With the start of the new academic year and the Show Industrie trade show just three weeks away, we meet two women of influence: Hélène Boulanger, President of the Université de Lorraine, and Nathalie Vaxelaire, President of the Union des Industries et Métiers de la Métallurgie Lorraine (UIMM), to discuss the close links between university and industry.
️ Read the full issue of jeem n°17 where this interview was broadcast.
Franck Leroy, President of the Grand Est region, has described our region as a land of industry. How do you see the relationship between the university and industry?
Nathalie Vaxelaire: For the record, the Grand Est region is a land of industry, with 8,800 companies and almost 260,000 direct employees. Industry is the economic and social backbone of the region. And our country's sovereignty cannot be expressed without a strong industry, as the health crisis has made clear. And our industry is strong thanks to the skills and talents of the men and women who work in it every day. A professional career is not just about working for a company, it's also about training to acquire new skills that will enable us to meet the challenges of new technologies and AI, for example. And that's where the challenge of building relationships based on trust and proximity comes into play with the Université de Lorraine: how do we interact to adjust and build training paths? How do we build bridges between industry and researchers?

:::::

◆ What is asked:
- A) Name each person mentioned in the university and industry interview, along with the title the text gives them.
- B) Extend the university and industry interview, picking up after its last sentence.

Stored records
:::::

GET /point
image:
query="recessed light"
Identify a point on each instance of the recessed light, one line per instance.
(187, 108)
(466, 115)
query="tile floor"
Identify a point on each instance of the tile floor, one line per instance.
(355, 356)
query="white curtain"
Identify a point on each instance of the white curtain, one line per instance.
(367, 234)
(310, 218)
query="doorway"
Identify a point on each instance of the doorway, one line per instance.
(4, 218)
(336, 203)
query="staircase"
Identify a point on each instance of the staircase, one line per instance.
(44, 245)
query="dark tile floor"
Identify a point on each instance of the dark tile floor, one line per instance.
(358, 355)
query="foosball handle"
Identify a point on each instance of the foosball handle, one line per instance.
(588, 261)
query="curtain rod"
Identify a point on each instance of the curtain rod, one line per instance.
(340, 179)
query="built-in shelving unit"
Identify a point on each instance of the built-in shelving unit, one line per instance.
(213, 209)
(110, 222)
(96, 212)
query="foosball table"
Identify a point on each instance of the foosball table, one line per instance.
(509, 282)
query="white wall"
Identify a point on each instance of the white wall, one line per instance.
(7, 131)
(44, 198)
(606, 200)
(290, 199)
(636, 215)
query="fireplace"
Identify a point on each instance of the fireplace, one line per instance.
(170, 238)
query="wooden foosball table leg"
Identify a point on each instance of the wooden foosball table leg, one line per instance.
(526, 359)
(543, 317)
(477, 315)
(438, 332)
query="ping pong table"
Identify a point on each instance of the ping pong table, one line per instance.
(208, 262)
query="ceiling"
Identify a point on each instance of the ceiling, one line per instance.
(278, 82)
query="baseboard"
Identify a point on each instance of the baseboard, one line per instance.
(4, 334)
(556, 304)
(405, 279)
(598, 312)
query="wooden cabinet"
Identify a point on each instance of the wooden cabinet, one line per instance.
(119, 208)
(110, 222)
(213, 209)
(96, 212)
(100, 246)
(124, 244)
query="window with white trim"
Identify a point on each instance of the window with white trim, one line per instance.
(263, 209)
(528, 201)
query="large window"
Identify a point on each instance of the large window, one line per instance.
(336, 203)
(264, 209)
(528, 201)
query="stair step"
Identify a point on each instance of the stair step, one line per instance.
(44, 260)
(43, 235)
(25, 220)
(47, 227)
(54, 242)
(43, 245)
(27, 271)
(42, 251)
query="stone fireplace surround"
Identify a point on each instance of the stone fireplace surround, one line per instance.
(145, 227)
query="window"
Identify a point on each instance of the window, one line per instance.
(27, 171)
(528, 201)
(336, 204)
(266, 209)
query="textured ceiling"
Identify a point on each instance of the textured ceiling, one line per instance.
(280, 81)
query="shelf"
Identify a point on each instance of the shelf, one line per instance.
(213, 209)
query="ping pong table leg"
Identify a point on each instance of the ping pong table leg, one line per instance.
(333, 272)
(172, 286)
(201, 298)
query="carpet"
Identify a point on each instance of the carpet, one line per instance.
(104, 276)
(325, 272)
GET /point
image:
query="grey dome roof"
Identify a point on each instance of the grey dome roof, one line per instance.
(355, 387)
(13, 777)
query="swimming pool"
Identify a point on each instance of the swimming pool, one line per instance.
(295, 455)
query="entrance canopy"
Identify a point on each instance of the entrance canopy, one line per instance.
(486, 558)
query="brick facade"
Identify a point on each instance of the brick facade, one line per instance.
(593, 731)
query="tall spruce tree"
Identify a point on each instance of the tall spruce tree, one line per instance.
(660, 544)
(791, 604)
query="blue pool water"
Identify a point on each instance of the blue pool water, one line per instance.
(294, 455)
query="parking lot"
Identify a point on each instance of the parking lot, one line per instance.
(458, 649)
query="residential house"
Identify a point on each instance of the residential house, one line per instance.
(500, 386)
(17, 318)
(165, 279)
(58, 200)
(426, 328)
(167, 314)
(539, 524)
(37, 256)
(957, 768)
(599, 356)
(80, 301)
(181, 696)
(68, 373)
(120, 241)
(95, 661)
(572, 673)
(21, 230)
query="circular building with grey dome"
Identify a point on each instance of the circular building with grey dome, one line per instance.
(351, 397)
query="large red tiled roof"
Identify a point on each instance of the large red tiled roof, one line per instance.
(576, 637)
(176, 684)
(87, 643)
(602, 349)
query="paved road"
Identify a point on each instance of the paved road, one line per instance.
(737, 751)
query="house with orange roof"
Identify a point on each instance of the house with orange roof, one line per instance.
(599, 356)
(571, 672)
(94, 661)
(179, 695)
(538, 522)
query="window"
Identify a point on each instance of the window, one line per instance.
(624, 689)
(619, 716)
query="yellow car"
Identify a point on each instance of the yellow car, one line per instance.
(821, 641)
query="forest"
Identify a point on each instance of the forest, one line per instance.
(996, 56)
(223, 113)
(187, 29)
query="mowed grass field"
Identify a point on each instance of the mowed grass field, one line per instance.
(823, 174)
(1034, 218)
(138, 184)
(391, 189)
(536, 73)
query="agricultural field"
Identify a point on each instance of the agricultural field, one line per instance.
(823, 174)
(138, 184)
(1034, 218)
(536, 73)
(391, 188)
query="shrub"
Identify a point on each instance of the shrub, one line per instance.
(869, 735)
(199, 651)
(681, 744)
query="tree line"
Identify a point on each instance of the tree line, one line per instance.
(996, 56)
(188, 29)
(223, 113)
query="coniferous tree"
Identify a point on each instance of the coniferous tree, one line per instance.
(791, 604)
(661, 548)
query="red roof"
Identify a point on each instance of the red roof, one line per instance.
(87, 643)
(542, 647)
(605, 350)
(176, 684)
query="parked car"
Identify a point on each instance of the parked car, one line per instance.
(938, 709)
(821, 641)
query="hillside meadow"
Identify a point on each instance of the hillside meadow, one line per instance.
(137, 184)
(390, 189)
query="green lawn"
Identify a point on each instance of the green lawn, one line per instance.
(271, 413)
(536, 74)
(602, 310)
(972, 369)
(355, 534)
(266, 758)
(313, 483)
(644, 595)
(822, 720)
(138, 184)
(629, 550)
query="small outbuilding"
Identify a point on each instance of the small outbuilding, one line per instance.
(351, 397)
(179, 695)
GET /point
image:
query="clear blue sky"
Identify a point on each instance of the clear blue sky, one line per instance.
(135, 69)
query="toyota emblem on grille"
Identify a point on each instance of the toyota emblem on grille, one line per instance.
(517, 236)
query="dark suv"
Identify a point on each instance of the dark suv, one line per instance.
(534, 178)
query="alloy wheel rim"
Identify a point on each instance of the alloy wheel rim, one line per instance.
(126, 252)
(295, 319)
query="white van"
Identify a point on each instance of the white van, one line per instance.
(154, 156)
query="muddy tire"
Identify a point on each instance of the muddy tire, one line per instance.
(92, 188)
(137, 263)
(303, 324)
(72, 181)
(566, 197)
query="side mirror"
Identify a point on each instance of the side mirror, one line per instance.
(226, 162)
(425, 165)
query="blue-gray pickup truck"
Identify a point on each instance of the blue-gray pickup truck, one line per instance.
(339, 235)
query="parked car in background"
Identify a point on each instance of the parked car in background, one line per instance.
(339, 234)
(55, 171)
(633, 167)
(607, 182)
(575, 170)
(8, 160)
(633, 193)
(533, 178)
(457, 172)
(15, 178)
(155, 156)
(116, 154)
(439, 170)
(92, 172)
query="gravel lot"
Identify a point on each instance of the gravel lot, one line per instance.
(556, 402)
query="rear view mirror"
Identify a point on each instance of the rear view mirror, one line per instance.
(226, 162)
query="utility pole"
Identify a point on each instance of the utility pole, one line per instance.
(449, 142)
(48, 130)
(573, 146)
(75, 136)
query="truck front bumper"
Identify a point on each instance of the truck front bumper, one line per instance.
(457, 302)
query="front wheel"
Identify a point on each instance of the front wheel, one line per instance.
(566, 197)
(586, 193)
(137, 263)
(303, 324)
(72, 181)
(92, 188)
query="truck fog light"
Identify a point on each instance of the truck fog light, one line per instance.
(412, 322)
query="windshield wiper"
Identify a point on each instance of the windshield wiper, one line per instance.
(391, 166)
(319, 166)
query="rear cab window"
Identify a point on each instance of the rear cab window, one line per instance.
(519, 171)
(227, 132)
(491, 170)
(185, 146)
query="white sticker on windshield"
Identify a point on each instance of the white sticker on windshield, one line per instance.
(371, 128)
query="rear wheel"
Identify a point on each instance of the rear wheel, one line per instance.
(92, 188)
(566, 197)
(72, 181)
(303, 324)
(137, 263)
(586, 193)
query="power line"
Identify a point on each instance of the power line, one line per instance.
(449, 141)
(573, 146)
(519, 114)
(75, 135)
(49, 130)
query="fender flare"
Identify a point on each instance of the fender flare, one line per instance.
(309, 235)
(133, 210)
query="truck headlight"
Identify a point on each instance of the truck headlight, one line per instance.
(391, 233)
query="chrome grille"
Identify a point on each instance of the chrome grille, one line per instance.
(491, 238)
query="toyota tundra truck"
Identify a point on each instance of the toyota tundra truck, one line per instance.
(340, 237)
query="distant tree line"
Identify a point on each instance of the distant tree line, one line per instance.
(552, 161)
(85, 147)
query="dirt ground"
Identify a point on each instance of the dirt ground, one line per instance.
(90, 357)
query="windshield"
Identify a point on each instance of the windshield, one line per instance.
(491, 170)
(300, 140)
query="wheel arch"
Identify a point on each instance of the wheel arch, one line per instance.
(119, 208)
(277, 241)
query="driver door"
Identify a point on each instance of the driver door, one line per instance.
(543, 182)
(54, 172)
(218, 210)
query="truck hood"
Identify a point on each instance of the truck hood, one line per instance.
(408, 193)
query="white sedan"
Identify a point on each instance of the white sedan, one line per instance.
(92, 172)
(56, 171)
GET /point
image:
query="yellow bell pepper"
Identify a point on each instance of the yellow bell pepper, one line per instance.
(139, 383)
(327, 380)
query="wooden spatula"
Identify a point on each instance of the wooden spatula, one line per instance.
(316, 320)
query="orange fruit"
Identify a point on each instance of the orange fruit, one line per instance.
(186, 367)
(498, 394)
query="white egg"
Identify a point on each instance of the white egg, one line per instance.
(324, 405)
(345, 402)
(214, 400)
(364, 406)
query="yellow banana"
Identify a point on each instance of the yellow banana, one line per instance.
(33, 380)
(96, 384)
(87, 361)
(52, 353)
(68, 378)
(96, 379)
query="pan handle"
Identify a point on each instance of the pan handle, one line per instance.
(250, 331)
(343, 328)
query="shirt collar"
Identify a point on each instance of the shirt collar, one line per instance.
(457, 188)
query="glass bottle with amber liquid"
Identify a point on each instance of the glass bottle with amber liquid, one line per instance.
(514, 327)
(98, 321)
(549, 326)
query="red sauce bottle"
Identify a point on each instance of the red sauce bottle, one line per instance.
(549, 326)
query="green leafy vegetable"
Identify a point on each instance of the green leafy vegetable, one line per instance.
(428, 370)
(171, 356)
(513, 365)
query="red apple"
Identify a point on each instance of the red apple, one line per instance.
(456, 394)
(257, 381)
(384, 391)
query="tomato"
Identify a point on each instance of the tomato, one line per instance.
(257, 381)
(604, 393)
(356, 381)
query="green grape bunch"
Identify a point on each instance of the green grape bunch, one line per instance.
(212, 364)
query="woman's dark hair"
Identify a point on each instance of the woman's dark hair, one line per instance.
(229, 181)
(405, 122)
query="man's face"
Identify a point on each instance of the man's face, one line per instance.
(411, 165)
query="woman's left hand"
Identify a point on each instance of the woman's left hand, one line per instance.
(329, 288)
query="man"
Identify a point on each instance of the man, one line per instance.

:::::

◆ Expected answers:
- A)
- Hélène Boulanger, President of the Université de Lorraine
- Nathalie Vaxelaire, President of the Union des Industries et Métiers de la Métallurgie Lorraine (UIMM)
- Franck Leroy, President of the Grand Est region

- B)
Hélène Boulanger: Today, there are 25,000 universities in the world, and the Université de Lorraine is in the top 1%, which is significant for a region like ours, with its strong industrial roots in mining engineering, energy, materials and digital technology. So it's only natural to develop close cooperation with industry. It's a hallmark of the university, whose development has historically accompanied that of industry. It also means feeding each other. We feed industry, and industry feeds us. I often point out that a quarter of all teaching hours at the university are given by external professionals, in particular staff from our industrial partners. So you can imagine: if we take away these cooperative ventures, a quarter of our training activity falls by the wayside! And our training courses are, of course, opportunities for young people after the baccalaureate, but also opportunities for people already in work who want to develop their skills. I would add that we also offer services to help companies innovate to meet their needs. For example, companies, whether or not they have their own R&D department, call on us because we have first-rate equipment or because they need our researchers to break through technological barriers that are preventing them from conquering new markets or staying competitive.
In three weeks' time, the second Show Industrie will be open to the general public: would you encourage students from the Metz Eurometropole to attend?
Hélène Boulanger: Absolutely and definitely yes! The University of Lorraine will be communicating to encourage its students to attend the Show Industrie. In my opinion, the industrial professions are often poorly known because of representations that are often very old. It's an excellent opportunity to bring young talent together with companies and industrialists, to bring these worlds closer together and to deconstruct representations of the world of industry that are often completely outdated.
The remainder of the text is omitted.